▸ PASSAGE PROVIDED
/---

Alongside of that, different types of connectivity are being used today, both wired and wireless. In the early days of factory automation, serial interfaces such as RS-232 and RS-422 were popular. Today, different types of connections must co-exist. They include wired Ethernet, WiFi, Bluetooth, and various types of LPWAN. Connecting AIoT, sensors, and IoT devices to the servers and/or the cloud can be challenging, and a pathway to connect the old and the new is necessary.

“There are some nuances here, but broadly the trend is WiFi/Bluetooth for the nodes on the machine, followed by an aggregator that translates from WiFi/Bluetooth to cellular connectivity for cloud connections,” said Infineon’s Angara. “Connecting directly to the enterprise, WiFi is not always allowed for security reasons, so even if the node has WiFi, there can be a WiFi-to-cellular aggregator. Wired Ethernet is also seen, but it is less popular for the retrofit model as running wires is added infrastructure cost.”

Additional challenges include mixing smart sensors, dumb sensors, and devices with and without edge computing capabilities. Careful planning and deployment are called for. The technical community as a whole is leaning toward using edge computing to replace cloud-centric computation.

\---

▸ SUPPLIED DATA
/---

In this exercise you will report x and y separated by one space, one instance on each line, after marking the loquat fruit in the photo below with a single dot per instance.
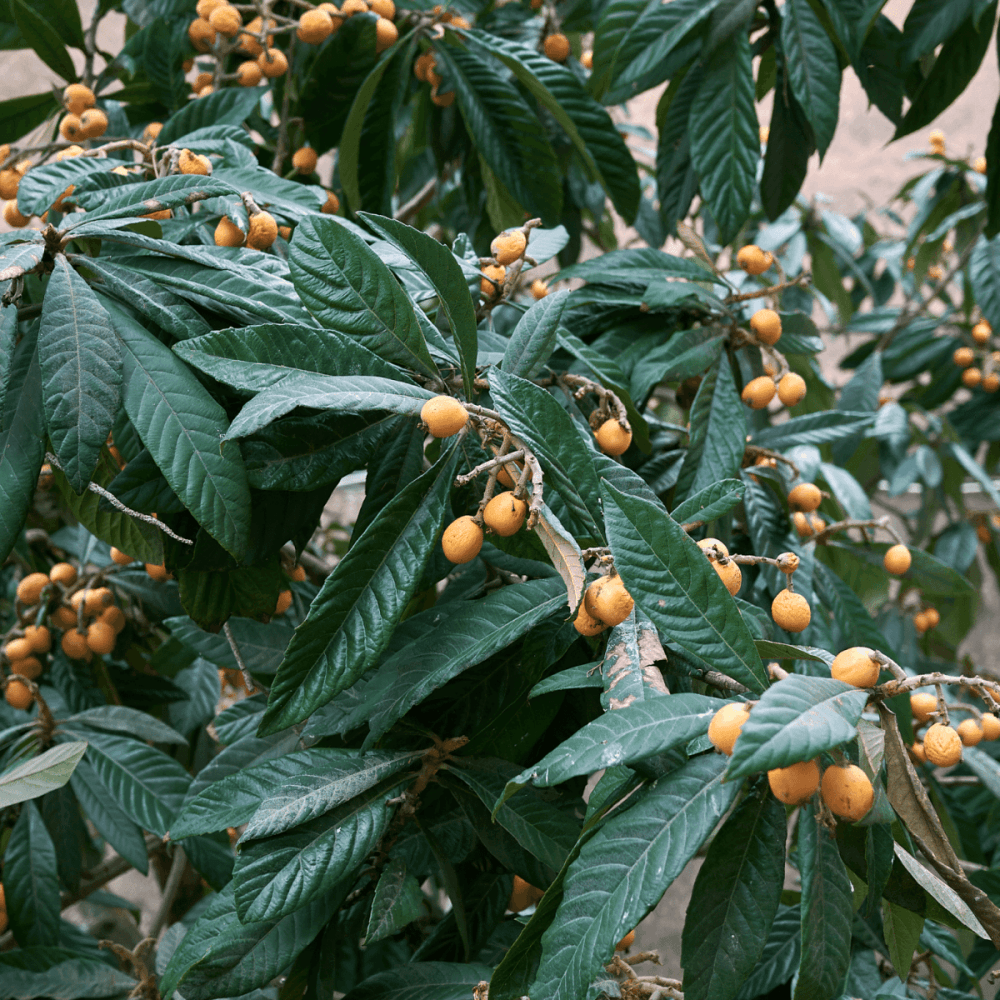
766 323
30 588
897 560
608 600
855 666
263 231
557 47
847 791
18 695
101 638
202 34
969 732
486 286
753 260
805 497
228 234
791 389
505 514
508 247
612 438
462 540
444 416
78 98
758 392
273 63
30 667
922 705
791 611
304 159
796 783
942 745
315 26
586 624
726 725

\---

▸ ACTIVITY
Write a continuation of the passage on connecting factory sensors and IoT devices, starting right after its final sentence. The listing plays no part in what comes next.

▸ ANSWER
So far, however, there is little quantitative information comparing the performance based on cloud computing, edge computing, and a hybrid model of mixing cloud and edge. While this isn’t slowing down the migration to AIoT, it does raise questions for which there are no answers yet.

“With edge computing it is essential to do some necessary computations in a centralized place,” said Andy Heinig, head of the department of efficient electronics in Fraunhofer IIS’ Engineering of Adaptive Systems Division. “Only the centralized computational unit has all the information from different sensor values needed for sensor data fusion. The centralized places also can be organized hierarchically. Some centralized computational units can be near the edge devices, with others in the cloud. Currently no software support takes into consideration edge and centralized node performance differences in order to co-optimize edge and central node AI algorithm partitioning and efficiently process network traffic.”

The future
Preventive maintenance is an important part of smart manufacturing, but this is just the beginning. AIoT can be deployed in many different areas in a factory to further increase productivity. For example, it can be used for incoming inspection. Traditionally, the quality control department performs sample inspection. Instead of inspecting 100% of the components used to build a device, only a sample — say 10% — will be audited. With the installation of a 3D HD camera, AIoT can inspect 100% of the components and screen out defective parts at an early stage. Additionally, a robotic arm can pick out defective components or those of different colors and/or shapes, further reducing reject rates.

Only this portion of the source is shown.